Records from a point-labeling set
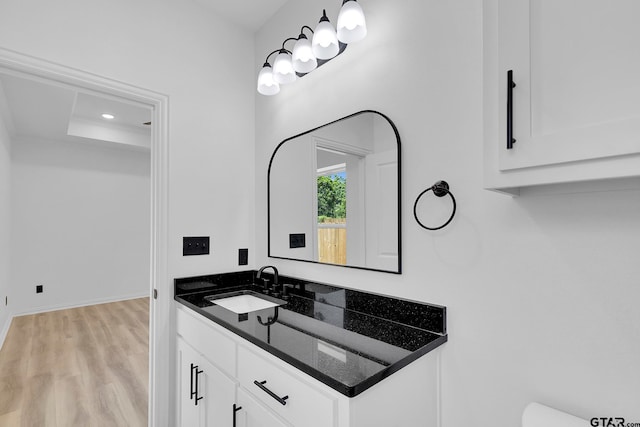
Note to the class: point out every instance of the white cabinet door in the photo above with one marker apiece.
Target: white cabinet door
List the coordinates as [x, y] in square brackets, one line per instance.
[575, 64]
[252, 414]
[206, 395]
[188, 412]
[218, 394]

• **Objective**
Rewrite the entries above, substituting "white cupboard door" for each occurrence of "white cabinet door" and leaving everything else unchanged. Omit the pictures.

• **Solution**
Note to the class: point out every instance of the white cupboard door in the photo above with one marker apiece.
Target: white cupboard door
List the coordinates as [x, y] in square brackets, one line per instance.
[575, 64]
[252, 414]
[206, 395]
[188, 412]
[218, 394]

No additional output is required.